» **Alıştırma görevi A**:
Lütfen Palandöken yazısına göre şu soruları yanıtlayın:
(i) Suni kar sisteminin desteğiyle dağdaki kar kalınlığı kaç santimi aşmış?
(ii) Palandöken deniz seviyesinden kaç metre yükseğe kurulmuş?
(iii) Zirvelerin koni şeklinde birleştiği dağ grubu kaç kilometre uzunluğunda?
» **Alıştırma görevi B**:
Palandöken yazısında “Anadolu’da deniz seviyesinden” diye başlayan paragrafı, ana bilgileri koruyarak madde madde yazın.

» **Belge metni**:
Palandöken: Üç mevsim beyaz
Ev sahipliği yaptığı doğal güzellikleri konforlu oteller, şık restoranlarla buluşturan Erzurum’un karlı zirvesi Palandöken, bembeyaz bir rüya vaat ediyor. Suni kar üreten sistemin de desteğiyle kar kalınlığının 40 santimi aştığı dağda birçok pist açıldı.
Anadolu’da deniz seviyesinden 2 bin metre yükseğe kurulmuş en büyük yerleşim alanı olan Palandöken, Erzurum’un çatısında beyaz bir masal ülkesi gibi... Kar, aylar boyu kalkmıyor yerden. Isı, sıfırın altında 20’lere düştüğünde bile büyüleyici doğasıyla başarıyor içimizi ısıtmayı. Zirvelerin koni şeklinde birleştiği 70 kilometre uzunluğundaki dağ grubuyla kış sporları için ender bir bölge burası.

» **Verilen liste**:

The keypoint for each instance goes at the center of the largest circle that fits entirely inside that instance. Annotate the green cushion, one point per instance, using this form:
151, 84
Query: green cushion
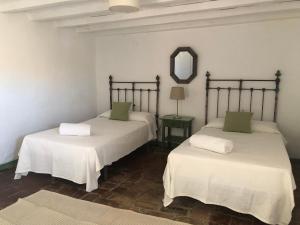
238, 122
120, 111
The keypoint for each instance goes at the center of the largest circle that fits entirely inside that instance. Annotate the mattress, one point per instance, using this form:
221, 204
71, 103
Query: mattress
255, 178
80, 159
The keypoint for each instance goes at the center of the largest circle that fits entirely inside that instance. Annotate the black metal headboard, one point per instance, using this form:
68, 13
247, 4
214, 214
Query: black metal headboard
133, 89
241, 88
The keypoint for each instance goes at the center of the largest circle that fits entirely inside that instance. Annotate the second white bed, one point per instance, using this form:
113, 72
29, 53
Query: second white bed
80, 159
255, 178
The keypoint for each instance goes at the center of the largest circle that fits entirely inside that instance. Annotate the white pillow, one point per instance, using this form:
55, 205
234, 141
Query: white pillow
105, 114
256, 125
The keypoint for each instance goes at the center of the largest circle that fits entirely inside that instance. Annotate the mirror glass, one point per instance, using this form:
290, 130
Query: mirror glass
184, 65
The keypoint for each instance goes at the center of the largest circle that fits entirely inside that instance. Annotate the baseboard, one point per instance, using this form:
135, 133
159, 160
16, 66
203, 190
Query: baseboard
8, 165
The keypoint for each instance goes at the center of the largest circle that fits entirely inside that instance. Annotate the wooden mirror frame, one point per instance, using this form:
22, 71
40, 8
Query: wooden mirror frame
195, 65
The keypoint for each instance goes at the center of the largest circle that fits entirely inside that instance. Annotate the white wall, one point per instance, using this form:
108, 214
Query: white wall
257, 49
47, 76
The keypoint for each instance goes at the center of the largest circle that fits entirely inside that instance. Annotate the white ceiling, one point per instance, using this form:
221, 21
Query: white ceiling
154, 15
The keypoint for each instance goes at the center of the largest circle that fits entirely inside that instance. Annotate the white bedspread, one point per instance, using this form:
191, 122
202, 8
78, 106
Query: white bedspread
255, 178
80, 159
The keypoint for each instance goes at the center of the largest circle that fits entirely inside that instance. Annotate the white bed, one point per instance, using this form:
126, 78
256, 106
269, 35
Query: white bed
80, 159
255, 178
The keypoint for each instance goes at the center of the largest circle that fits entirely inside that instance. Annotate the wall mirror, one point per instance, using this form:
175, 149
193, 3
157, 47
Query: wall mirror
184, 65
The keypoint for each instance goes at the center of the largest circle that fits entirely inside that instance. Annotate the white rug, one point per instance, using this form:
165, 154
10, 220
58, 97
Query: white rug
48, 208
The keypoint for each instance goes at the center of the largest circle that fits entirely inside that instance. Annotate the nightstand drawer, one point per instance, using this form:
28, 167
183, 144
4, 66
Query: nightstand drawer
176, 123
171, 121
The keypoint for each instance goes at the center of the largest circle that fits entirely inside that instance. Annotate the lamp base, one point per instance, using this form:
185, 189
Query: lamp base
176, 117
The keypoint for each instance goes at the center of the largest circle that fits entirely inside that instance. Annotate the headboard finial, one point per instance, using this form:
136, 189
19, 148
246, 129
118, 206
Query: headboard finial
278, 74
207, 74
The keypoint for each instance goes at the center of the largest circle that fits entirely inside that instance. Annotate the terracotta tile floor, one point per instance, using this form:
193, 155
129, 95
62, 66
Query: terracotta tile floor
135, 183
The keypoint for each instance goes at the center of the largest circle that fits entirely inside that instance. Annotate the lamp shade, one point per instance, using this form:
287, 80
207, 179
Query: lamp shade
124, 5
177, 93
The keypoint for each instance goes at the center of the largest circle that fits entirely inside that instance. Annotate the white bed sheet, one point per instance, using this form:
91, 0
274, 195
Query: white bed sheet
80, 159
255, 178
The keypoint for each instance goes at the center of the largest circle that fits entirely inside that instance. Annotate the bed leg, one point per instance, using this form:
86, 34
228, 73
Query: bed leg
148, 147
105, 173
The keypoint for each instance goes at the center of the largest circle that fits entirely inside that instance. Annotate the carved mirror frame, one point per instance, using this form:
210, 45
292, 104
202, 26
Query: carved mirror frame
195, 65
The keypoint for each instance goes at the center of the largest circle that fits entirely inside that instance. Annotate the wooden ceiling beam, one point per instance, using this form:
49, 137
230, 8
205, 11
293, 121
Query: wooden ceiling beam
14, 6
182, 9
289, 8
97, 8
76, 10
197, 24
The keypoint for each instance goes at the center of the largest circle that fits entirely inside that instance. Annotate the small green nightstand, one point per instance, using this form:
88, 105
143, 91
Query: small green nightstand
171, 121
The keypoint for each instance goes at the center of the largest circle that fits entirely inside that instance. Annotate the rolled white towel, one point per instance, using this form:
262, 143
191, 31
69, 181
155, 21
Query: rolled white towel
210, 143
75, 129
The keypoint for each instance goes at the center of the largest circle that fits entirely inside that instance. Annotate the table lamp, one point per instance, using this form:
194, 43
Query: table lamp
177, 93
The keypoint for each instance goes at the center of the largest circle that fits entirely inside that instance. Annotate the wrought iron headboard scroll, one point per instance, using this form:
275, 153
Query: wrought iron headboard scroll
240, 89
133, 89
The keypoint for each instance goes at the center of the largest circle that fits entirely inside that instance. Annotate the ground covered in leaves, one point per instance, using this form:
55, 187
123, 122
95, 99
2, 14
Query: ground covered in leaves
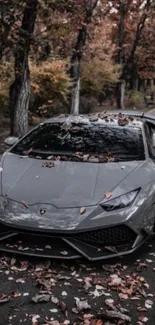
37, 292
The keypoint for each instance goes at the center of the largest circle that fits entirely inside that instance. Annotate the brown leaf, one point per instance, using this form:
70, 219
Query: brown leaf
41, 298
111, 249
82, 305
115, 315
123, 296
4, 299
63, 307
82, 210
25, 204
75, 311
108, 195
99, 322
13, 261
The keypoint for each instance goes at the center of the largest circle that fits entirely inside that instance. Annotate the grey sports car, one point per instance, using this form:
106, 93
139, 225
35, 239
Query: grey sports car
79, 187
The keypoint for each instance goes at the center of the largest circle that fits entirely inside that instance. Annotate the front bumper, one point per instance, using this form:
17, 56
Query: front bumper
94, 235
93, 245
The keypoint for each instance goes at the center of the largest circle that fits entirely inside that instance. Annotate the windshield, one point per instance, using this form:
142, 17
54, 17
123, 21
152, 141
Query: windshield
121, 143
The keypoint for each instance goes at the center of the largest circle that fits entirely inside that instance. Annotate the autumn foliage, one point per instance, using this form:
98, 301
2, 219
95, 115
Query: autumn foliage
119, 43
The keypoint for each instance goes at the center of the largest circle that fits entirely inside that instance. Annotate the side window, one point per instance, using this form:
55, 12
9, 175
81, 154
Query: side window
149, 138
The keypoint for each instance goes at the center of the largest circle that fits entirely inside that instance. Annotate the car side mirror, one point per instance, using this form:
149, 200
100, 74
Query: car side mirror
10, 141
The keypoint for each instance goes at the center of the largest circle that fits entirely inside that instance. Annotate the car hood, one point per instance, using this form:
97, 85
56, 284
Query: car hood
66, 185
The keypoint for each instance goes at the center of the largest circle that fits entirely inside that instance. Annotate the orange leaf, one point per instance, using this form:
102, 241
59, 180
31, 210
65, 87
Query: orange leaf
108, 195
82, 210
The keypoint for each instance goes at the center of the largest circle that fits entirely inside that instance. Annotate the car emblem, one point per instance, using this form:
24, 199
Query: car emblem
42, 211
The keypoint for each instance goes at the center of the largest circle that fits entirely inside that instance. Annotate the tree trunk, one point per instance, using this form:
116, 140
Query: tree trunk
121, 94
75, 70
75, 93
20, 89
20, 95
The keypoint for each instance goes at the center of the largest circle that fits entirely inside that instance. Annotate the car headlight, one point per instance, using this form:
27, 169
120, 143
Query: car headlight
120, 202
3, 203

» **Eksiksiz yanıt A**:
(i) 40 santimi
(ii) 2 bin metre
(iii) 70 kilometre

» **Eksiksiz yanıt B**:
- Palandöken, Anadolu’da deniz seviyesinden 2 bin metre yükseğe kurulmuş en büyük yerleşim alanıdır.
- Erzurum’un çatısında beyaz bir masal ülkesini andırır.
- Kar aylarca yerden kalkmaz.
- Isı sıfırın altında 20’lere düştüğünde bile büyüleyici doğası içi ısıtır.
- Zirvelerin koni şeklinde birleştiği 70 kilometre uzunluğundaki dağ grubuyla kış sporları için ender bir bölgedir.